• **TO BE DONE**: Your copy of the material below should match it exactly, except that it holds no pictures.

============

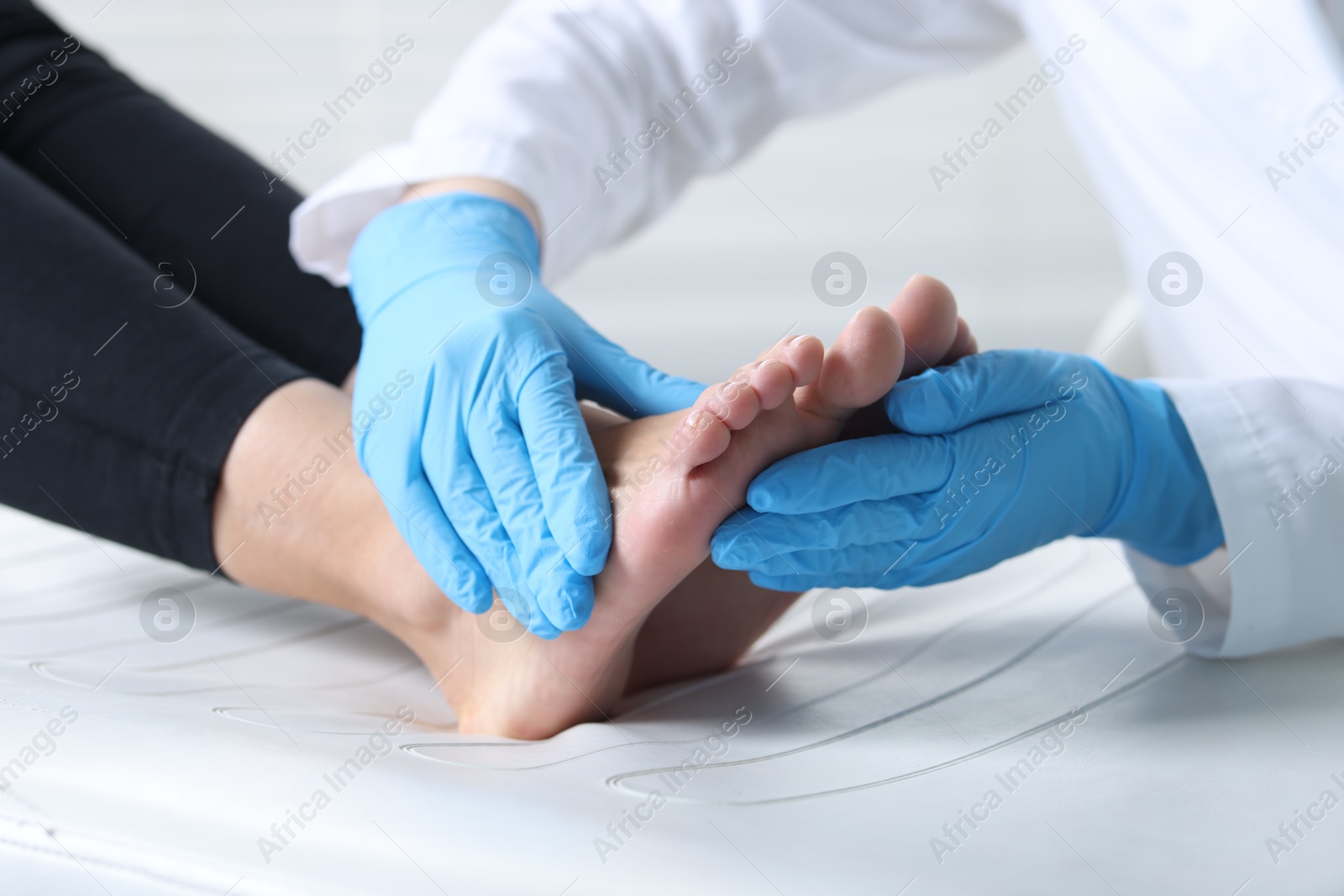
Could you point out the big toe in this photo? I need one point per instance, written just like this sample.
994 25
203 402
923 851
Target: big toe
927 312
860 365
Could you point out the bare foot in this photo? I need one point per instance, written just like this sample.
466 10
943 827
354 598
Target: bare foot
674 479
712 617
521 685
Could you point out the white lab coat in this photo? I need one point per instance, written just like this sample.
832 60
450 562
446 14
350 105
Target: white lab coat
1179 107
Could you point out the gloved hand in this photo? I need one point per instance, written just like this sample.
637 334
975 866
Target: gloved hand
999 453
465 411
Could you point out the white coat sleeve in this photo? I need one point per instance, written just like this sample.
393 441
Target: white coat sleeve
602 110
1274 456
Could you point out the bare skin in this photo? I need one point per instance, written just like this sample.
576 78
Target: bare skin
526 687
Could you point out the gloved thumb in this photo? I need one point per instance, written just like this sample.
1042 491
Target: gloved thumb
985 385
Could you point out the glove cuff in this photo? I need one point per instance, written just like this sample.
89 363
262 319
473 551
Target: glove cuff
1167 510
417 239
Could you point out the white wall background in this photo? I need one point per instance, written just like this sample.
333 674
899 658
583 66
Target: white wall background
1028 253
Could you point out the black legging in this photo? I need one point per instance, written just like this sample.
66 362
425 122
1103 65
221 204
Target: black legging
118 399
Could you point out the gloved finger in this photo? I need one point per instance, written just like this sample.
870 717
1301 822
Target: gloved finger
842 473
564 597
980 387
564 470
461 490
749 537
609 375
421 520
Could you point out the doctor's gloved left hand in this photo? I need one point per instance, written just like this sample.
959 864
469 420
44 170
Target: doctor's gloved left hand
465 410
999 453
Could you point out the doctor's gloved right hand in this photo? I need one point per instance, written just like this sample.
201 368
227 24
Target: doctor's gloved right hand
465 409
998 454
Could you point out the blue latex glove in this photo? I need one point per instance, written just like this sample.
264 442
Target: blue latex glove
1000 453
465 411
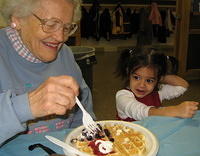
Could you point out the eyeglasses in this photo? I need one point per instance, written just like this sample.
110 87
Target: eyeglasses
54 24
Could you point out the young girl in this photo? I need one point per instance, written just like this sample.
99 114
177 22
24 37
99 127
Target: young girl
147 84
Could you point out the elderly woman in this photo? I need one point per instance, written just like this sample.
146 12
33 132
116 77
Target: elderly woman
39 77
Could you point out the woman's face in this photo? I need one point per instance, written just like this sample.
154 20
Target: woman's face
143 81
42 45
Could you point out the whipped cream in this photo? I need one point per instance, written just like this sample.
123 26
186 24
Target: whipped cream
104 146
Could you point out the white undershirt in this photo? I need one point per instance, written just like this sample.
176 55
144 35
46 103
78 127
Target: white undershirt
128 106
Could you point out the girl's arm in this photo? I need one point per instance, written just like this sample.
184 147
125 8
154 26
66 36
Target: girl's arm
174 80
184 110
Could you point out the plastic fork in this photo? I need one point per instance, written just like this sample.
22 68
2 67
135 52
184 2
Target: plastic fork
88 122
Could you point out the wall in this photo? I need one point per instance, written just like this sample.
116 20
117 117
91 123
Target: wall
2 21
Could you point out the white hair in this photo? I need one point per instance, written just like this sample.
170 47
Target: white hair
23 8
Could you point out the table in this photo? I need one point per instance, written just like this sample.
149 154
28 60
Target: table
177 137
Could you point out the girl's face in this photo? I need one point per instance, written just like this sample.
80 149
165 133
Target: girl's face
143 81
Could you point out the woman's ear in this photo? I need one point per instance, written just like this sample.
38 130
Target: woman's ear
15 23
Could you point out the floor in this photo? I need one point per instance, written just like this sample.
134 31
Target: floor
106 84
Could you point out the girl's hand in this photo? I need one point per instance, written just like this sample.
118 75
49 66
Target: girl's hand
186 109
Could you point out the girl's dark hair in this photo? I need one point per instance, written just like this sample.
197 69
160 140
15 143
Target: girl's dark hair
132 59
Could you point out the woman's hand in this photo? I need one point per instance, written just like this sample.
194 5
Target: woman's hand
55 96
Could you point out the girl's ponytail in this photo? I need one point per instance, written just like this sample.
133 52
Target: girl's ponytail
172 65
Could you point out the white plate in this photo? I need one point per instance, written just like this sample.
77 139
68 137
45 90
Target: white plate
152 144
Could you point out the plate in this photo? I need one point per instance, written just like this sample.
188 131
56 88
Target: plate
152 144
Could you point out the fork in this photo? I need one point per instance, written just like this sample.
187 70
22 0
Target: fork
88 122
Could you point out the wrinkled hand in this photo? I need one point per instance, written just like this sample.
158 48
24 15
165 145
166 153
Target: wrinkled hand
55 96
186 109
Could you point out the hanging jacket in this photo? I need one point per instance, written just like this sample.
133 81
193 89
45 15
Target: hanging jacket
145 33
117 20
105 24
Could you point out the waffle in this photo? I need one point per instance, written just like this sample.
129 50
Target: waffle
126 142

============

• **CORRECT OUTPUT**:
Could you point out the big toe in this photo? I need one point per instance, written just like this sample.
994 25
203 402
923 851
Target: big toe
927 312
860 365
Could you point out the bare foot in this photo? I need one point per instance, written just like this sample.
466 10
943 827
354 598
Target: bare foot
674 479
712 617
521 685
Could you point out the white lab coat in this photo? I need one point per instance, written just like this sample.
832 60
450 562
446 14
350 105
Target: white lab coat
1179 107
Could you point out the gloved hand in this photo? I need one point per instance, written just like this sample.
637 334
975 866
Target: gloved hand
999 453
465 411
Could you point out the white coat sleeve in this photo? I need one point per instance, written just like this sample.
393 441
Target: white coat sleeve
602 110
1274 456
Could you point out the bare skin in this photo? I need one point per instance, written just like this sample.
576 78
Target: bare skin
526 687
Could you point out the gloved thumb in this photo? I need one point per instance, written just like this sample.
1042 491
Target: gloved thumb
985 385
Could you point out the glove cuff in this photo? I need one point per instance, written just like this sample.
89 363
262 319
473 551
Target: glove cuff
1167 510
417 239
Could you point out the white wall background in this photo? I need one point per instance, written just like this sample.
333 674
899 658
583 66
Target: white wall background
1028 253
Could you point out the black legging in this photo? I need one point per instance, written just like this sample.
66 362
425 122
1103 65
221 204
Target: black legging
118 399
Could you point out the gloved finger in this photo? I need one point per instance, written just like this sample.
870 717
1301 822
Target: gloved finger
842 473
564 597
980 387
564 470
461 490
749 537
609 375
421 520
Could you point out the doctor's gloved left hand in this photo? I need one point per instance, written just like this sample.
959 864
469 420
44 170
Target: doctor's gloved left hand
465 410
999 453
Could you point out the doctor's gloved right hand in this photo? I need one point per instance, written just like this sample.
201 368
227 24
Target: doctor's gloved right hand
465 409
998 454
Could you point out the blue latex glove in this photo? I need one point per instance, written just like this sample.
264 442
Target: blue latex glove
1000 453
465 411
Could you point out the eyeglasses in this photo? I need one point per instance, written just like this sample.
110 87
Target: eyeglasses
54 24
Could you point out the young girl in this photo? I need one point per instance, written just like this sample.
99 114
177 22
24 37
99 127
Target: young girl
147 84
Could you point out the elderly woman in this photo? I need one point per instance, written just like this sample.
146 12
33 132
116 77
Target: elderly woman
39 77
Could you point out the woman's face in this photo? I need one point per instance, written just like this sample.
154 20
Target: woman's face
143 81
42 45
Could you point out the whipped cream in this photo? I need one point per instance, written just like this sample.
123 26
186 24
Target: whipped cream
104 146
Could you point out the white undershirt in this photo? I need one point per instance, written just like this sample.
176 55
144 35
46 103
78 127
Target: white undershirt
128 106
Could you point out the girl's arm in this photo? I need one point per instance, written just like this sample.
184 147
125 8
154 26
66 36
Target: girl's arm
174 80
184 110
Could you point out the plastic fork in this photo? I need one point per instance, written just like this sample.
22 68
2 67
135 52
184 2
Target: plastic fork
88 122
Could you point out the wall in this photo? I need one point per instance, written just like this sample.
116 20
117 117
91 123
Target: wall
2 21
Could you point out the white hair in this photo? I need one point per instance, written just like this sample.
170 47
Target: white hair
23 8
Could you point out the table in this photo? I need one point per instance, written just like this sample.
149 154
28 60
Target: table
177 137
Could you point out the girl's face in this photo? I need one point per instance, written just like this sample.
80 149
165 133
Target: girl's face
143 81
Could you point out the woman's ear in this photo? I need one point per instance, written just like this sample.
38 130
Target: woman's ear
15 23
Could you point out the floor in this photo? I need one point per instance, written just like this sample.
134 31
Target: floor
106 84
Could you point out the girl's hand in this photo? I need one point per instance, written just like this sample.
118 75
49 66
Target: girl's hand
186 109
Could you point out the girl's dark hair in this photo? I need one point per instance, written just like this sample.
197 69
160 140
15 143
Target: girl's dark hair
132 59
Could you point out the woman's hand in this photo? I need one point per instance, written just like this sample.
194 5
Target: woman's hand
55 96
Could you point out the girl's ponytail in this photo? I need one point per instance, written just like this sample.
133 52
Target: girl's ponytail
172 65
Could you point out the white plate in this photo? I need one point per instance, written just like this sample.
77 139
68 137
45 90
Target: white plate
152 144
Could you point out the plate in this photo? I need one point per instance, written just like this sample.
188 131
56 88
Target: plate
152 144
Could you point out the fork in this photo? I need one point per instance, written just like this sample.
187 70
22 0
Target: fork
88 122
Could you point out the wrinkled hand in this photo? I need one point per instance, written just like this sample.
158 48
24 15
165 145
166 153
Target: wrinkled hand
55 96
186 109
Could you point out the hanging jacket in this photo? I need one point per instance, written just like this sample.
133 81
193 89
45 15
Target: hanging jacket
145 33
117 20
105 24
Could you point out the waffle in this photo? I need one point per instance, written just like this sample.
129 50
Target: waffle
126 142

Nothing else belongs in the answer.